• INSTRUCTIONS
• A. Summarize the ScalarEvolution email thread in three sentences.
• B. Proceed with the ScalarEvolution email thread, starting after its final line.

[llvm-commits] [llvm] r49928 - /llvm/trunk/lib/Analysis/ScalarEvolution.cpp

Dale Johannesen dalej at apple.com
Sat Apr 19 18:22:58 PDT 2008


On Apr 19, 2008, at 5:57 PM, Chris Lattner wrote:

>
> On Apr 19, 2008, at 5:52 PM, Dale Johannesen wrote:
>
>>
>> On Apr 19, 2008, at 5:38 PM, Chris Lattner wrote:
>>> On Apr 19, 2008, at 5:32 PM, Dale Johannesen wrote:
>>>>
>>>> On Apr 19, 2008, at 5:22 PM, Nick Lewycky wrote:
>>>>
>>> Ah ok, good catch :).  I don't think howfartozero is safe to use in
>>> any case.  If it were, we could just use it in the ULT case too,
>>> right?
>>
>> If you continue with the thread you see Nick has that concern also.
>> It is true that the SCEV expression isn't right in that case if the
>> loop is never supposed to be executed, but so far every case I've  
>> seen
>> has a guard test outside the loop proper, so I believe everything
>> works (the test I checked in exercises this case).
>
> This may be true for while/for loops, but isn't true for do+while  
> loops.
>
> do {
>   ...
> } while (cond);
>
> Has no dominating check.

But those are not executed 0 times, so the failing case can't arise.

• DATA BLOCK
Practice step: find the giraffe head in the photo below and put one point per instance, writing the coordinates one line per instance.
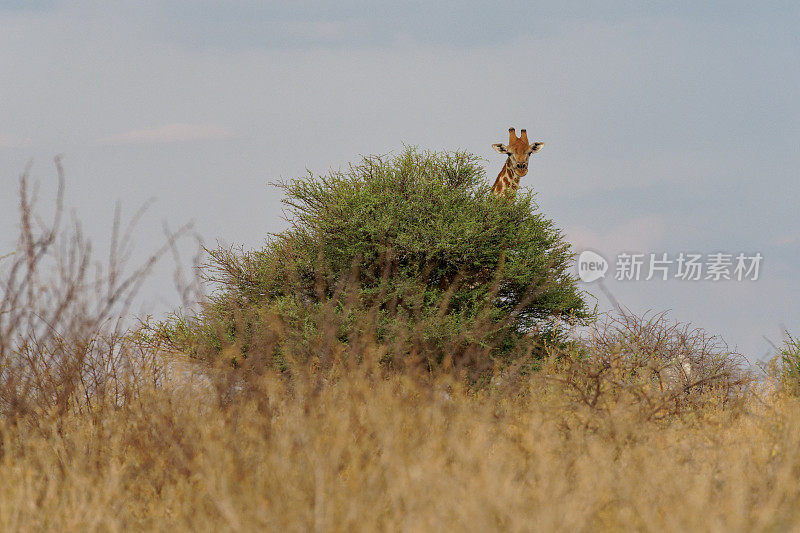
(518, 151)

• OUTPUTS IN ORDER
• A. Chris Lattner doubts that howfartozero is safe to use at all, reasoning that if it were, it could also be used in the ULT case. Dale Johannesen replies that Nick shares this concern and concedes that the SCEV expression is wrong when the loop is never supposed to run. However, he argues that the cases he has seen all have a guard test outside the loop, and that do-while loops, which Chris notes lack a dominating check, are never executed zero times.

• B.
It works in practice, too.

>> Another possibility is to remove the UGT case entirely, which was my
>> first suggestion.  If you do that the preheader in my test is 2
>> instructions, compared to 4 for what's checked in now and 7 for  
>> Nick's
>> alternative.
>> I don't imagine that's a win across the board, but I suspect simple
>> loops like this are more common than the more complicated ones where
>> this optimization is a winner.....
>
> If we are currently producing incorrect code for the UGT case, I'd be
> strongly in favor of disabling it entirely.  This turns a
> miscompilation bug into a missed optimization bug.  Seem reasonable
> Nicholas?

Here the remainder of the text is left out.